* STATED EXERCISE
Print the listing below line for line, with no changes.

* DATASET ENTRIES
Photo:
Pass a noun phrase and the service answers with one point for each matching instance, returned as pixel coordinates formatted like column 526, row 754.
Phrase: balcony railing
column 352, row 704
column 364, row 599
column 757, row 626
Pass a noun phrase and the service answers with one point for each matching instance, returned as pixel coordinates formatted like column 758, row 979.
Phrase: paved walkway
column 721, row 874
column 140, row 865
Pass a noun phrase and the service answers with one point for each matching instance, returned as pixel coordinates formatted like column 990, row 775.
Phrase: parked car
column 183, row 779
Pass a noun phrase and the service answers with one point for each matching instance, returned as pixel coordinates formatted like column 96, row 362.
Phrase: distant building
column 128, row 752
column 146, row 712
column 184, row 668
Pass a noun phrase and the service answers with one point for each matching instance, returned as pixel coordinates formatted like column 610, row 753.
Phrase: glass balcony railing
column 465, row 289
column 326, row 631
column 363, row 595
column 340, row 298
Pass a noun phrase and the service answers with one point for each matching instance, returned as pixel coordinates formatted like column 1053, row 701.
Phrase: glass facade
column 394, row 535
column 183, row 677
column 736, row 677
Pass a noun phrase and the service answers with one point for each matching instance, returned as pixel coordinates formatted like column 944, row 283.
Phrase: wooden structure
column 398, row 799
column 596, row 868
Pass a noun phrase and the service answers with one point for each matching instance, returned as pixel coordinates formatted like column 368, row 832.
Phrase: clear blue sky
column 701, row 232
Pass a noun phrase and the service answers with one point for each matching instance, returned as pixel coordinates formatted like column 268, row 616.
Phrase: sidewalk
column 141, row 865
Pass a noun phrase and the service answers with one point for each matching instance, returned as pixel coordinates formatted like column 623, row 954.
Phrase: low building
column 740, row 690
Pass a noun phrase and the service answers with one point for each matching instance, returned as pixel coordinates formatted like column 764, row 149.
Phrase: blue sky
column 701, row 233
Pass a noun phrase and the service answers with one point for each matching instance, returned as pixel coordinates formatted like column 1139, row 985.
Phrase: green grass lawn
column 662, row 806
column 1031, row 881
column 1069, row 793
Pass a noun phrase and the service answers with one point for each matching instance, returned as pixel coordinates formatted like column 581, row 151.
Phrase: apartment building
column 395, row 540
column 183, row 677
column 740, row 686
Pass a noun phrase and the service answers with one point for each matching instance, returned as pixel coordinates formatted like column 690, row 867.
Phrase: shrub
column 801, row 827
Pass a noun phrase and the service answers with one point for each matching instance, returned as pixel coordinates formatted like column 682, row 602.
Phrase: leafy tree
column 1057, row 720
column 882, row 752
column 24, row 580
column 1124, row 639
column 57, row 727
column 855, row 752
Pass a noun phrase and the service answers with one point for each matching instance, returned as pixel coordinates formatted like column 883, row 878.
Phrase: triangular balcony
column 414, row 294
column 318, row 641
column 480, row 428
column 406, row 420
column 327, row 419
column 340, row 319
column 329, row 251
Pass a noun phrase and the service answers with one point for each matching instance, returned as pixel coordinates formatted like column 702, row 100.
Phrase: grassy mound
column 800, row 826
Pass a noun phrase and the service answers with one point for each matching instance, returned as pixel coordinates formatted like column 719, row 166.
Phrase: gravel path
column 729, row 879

* SOLUTION FOR THIS PROBLEM
Photo:
Pass a noun phrase and the service answers with one point for each matching instance, returned as pixel coordinates formatted like column 526, row 754.
Phrase: balcony railing
column 352, row 704
column 364, row 599
column 757, row 626
Pass a noun phrase and the service answers with one point for each matching instance, returned as pixel coordinates formatted like column 758, row 979.
Phrase: paved walkway
column 721, row 874
column 140, row 865
Pass a noun phrase and the service answers with one point for each matching instance, returned as pixel coordinates formatted like column 990, row 775.
Phrase: parked car
column 183, row 779
Pass a noun phrase and the service answers with one point for each matching instance, returned as pixel coordinates formatted like column 96, row 362.
Phrase: distant building
column 128, row 752
column 146, row 712
column 184, row 668
Pass a noun phrase and the service answers with one point for each matching instance, returned as pixel coordinates formatted like column 610, row 753.
Phrase: glass balcony railing
column 465, row 289
column 326, row 631
column 363, row 595
column 340, row 298
Pass a noun phrase and the service answers with one point for each matching instance, returned as pixel coordinates formatted like column 1053, row 701.
Phrase: glass facade
column 394, row 535
column 183, row 677
column 736, row 677
Pass a noun phrase and the service answers with one point for each matching instance, returned as pixel coordinates formatted like column 944, row 283.
Phrase: wooden structure
column 398, row 799
column 596, row 868
Pass a noun phrase and the service answers with one point for each matching instance, returned as pixel coordinates formatted like column 368, row 832.
Phrase: clear blue sky
column 701, row 232
Pass a noun phrase and the service answers with one point for each matching instance, returned as pixel coordinates formatted like column 268, row 616.
Phrase: sidewalk
column 141, row 865
Pass a noun phrase and the service answers with one point for each matching instance, returned as pixel coordinates formatted like column 623, row 954.
Phrase: low building
column 740, row 690
Pass a noun phrase and the service answers with one point for each matching instance, returned as pixel coordinates formatted like column 764, row 149.
Phrase: blue sky
column 701, row 233
Pass a noun phrase and the service answers with one point for each matching instance, returned as pixel coordinates formatted like column 1139, row 985.
Phrase: green grass lawn
column 662, row 806
column 1031, row 881
column 1069, row 793
Pass a noun phrase and the service answers with one point for each matching instance, returned as pixel coordinates formatted like column 581, row 151.
Phrase: apartment building
column 395, row 540
column 183, row 677
column 740, row 686
Pass a noun phrase and the service answers with one point for each matching instance, returned as pixel coordinates formatted like column 690, row 867.
Phrase: shrub
column 801, row 827
Pass a noun phrase and the service answers with one point for each matching instance, returned as pixel coordinates formatted like column 682, row 602.
Phrase: leafy tree
column 1057, row 720
column 882, row 752
column 24, row 580
column 1124, row 639
column 57, row 727
column 855, row 752
Pass a noun phrase and the service answers with one point for each matching instance, returned as pixel coordinates formatted like column 883, row 878.
Phrase: triangular balcony
column 414, row 294
column 318, row 641
column 480, row 428
column 406, row 420
column 327, row 419
column 340, row 319
column 329, row 251
Pass a noun phrase and the service answers with one point for each matching instance, returned as pixel coordinates formatted like column 702, row 100.
Phrase: grassy mound
column 800, row 826
Pass a noun phrase and the service answers with one point for each matching instance, returned as pixel coordinates formatted like column 719, row 166.
Phrase: gravel path
column 729, row 879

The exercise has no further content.